**Task goal**
Can you transcribe every record below exactly as it appears?

Referring expression data:
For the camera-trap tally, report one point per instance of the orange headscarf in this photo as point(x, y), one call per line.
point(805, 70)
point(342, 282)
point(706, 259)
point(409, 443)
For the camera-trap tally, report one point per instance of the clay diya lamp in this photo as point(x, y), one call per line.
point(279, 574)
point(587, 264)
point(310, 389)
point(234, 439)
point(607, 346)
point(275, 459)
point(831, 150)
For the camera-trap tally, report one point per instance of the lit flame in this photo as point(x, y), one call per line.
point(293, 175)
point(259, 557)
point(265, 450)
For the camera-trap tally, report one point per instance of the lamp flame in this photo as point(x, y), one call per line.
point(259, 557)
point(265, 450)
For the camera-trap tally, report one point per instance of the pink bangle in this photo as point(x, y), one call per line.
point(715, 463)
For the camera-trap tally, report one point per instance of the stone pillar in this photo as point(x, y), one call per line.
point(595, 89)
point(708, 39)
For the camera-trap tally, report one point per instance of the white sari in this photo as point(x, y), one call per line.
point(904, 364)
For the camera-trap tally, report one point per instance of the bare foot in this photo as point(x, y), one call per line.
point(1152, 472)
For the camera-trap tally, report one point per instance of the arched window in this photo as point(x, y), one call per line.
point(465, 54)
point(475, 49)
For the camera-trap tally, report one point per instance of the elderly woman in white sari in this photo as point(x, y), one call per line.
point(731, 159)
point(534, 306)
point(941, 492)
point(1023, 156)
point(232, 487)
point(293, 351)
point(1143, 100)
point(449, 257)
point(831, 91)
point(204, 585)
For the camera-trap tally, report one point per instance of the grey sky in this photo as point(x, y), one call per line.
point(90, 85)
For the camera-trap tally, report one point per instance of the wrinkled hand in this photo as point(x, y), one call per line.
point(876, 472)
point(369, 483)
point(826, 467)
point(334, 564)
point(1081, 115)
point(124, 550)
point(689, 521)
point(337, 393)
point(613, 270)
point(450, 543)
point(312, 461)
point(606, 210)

**Your solution**
For the camera-trap tally, report one point per instance of the orange headscarf in this photo as point(x, y), one call per line.
point(805, 70)
point(342, 282)
point(706, 259)
point(409, 443)
For the camera-trap tally, report one point per instance of the clay diya lamp in this photo as point(x, y), one call per line.
point(279, 574)
point(587, 264)
point(310, 389)
point(234, 439)
point(607, 346)
point(275, 459)
point(831, 150)
For the camera-trap tally, report one point per instance of the lit flame in this photo as point(x, y), one call per line.
point(293, 175)
point(259, 557)
point(265, 450)
For the camera-trap tally, report one point per instance of the lamp flame in this photo as point(x, y), one call per line.
point(259, 557)
point(265, 450)
For the camera-trap tally, report one point per instance of the pink bangle in this photo as point(x, y), one call per line.
point(715, 463)
For the camera-trap tally, report one point per instance of the stone pillar in this photo as point(x, y), one call per line.
point(595, 89)
point(708, 39)
For the camera-trap tally, report one point per instance of the white sari in this photo as point(x, y), one call per line.
point(904, 364)
For the camera-trap tally, report one point per instance of the bare foot in this photo as point(x, y), one call per line.
point(1152, 472)
For the camera-trap tally, report one point per instance of the arched window in this photo as point(x, y), one call per line.
point(465, 54)
point(475, 49)
For the camera-trap tally, report one point per instance of the elderly woman in white sari in this photo as point(x, y), one call per line.
point(731, 159)
point(534, 306)
point(941, 492)
point(1023, 156)
point(232, 487)
point(293, 351)
point(1143, 100)
point(449, 257)
point(831, 91)
point(204, 585)
For the camera-trap tally, report one point per instance of the grey sky in this photo as point(x, y), one call per line.
point(90, 85)
For the camera-trap tally, report one point per instance of the wrinkled hand in this photo as point(x, y), one call per line.
point(876, 472)
point(369, 483)
point(826, 467)
point(334, 564)
point(1081, 115)
point(124, 550)
point(689, 521)
point(337, 393)
point(613, 270)
point(450, 543)
point(312, 461)
point(606, 210)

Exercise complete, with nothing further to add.